→ **Stored data entries**:
- - - - - - -
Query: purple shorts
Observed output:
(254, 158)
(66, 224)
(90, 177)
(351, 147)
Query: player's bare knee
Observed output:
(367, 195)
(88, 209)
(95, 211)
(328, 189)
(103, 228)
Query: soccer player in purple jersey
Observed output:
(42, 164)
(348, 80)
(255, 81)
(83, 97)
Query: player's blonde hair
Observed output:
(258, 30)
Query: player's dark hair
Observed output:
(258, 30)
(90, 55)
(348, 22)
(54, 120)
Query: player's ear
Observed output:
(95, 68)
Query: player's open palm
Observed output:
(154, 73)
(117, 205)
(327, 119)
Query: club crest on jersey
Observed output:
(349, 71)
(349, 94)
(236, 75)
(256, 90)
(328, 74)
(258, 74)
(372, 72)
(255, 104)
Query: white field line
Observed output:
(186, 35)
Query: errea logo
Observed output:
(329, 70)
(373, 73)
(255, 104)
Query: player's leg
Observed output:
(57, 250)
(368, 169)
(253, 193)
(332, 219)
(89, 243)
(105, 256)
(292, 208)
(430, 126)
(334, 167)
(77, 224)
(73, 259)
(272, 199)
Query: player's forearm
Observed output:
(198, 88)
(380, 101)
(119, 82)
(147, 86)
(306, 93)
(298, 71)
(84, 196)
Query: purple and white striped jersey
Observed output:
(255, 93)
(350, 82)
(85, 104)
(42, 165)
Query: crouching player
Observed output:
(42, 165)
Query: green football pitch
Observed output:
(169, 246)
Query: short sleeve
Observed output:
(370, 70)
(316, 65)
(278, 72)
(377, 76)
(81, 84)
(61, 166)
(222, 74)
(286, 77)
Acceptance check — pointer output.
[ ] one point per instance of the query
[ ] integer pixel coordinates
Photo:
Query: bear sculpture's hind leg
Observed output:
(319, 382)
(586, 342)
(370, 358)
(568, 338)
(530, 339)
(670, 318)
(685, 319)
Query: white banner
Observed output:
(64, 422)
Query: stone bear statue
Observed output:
- - - - - - -
→ **YOUR TASK**: Set down every record above exactly as written.

→ **OUTPUT BELOW**:
Query: purple shorts
Observed output:
(254, 158)
(66, 224)
(90, 177)
(351, 147)
Query: player's bare knee
Observed output:
(367, 195)
(88, 209)
(95, 211)
(328, 189)
(103, 228)
Query: soccer player in purple jersey
Observed output:
(42, 164)
(348, 80)
(255, 81)
(83, 97)
Query: player's blonde hair
Observed output:
(258, 30)
Query: player's dark hair
Observed output:
(258, 30)
(90, 55)
(348, 22)
(54, 120)
Query: player's ear
Observed output:
(95, 68)
Query: player's open palm
Observed output:
(154, 73)
(117, 205)
(327, 119)
Query: club crest on jersey
Observed output:
(349, 71)
(349, 94)
(236, 75)
(256, 90)
(328, 74)
(258, 74)
(372, 72)
(255, 104)
Query: white field line
Observed output:
(186, 35)
Query: errea logo
Observed output:
(329, 70)
(373, 73)
(255, 104)
Query: player's leg
Observed output:
(57, 250)
(368, 169)
(253, 193)
(332, 219)
(89, 243)
(105, 256)
(292, 208)
(430, 126)
(334, 167)
(77, 224)
(73, 259)
(272, 199)
Query: player's forearm
Observed output:
(198, 88)
(380, 101)
(119, 82)
(147, 86)
(306, 93)
(298, 71)
(84, 196)
Query: purple and white striped jersey
Observed output:
(255, 93)
(350, 82)
(85, 104)
(42, 165)
Query: crouching player
Observed output:
(42, 165)
Query: green football pitch
Observed output:
(169, 246)
Query: short sleeve
Observed output:
(370, 70)
(316, 65)
(278, 72)
(377, 76)
(81, 84)
(61, 166)
(222, 74)
(286, 77)
Acceptance check — pointer output.
[ ] one point per instance of the query
[ ] integer pixel coordinates
Photo:
Query: bear sculpture's hind leg
Observed output:
(319, 382)
(586, 342)
(370, 358)
(568, 338)
(530, 339)
(670, 318)
(685, 319)
Query: white banner
Observed output:
(64, 422)
Query: stone bear statue
Observed output:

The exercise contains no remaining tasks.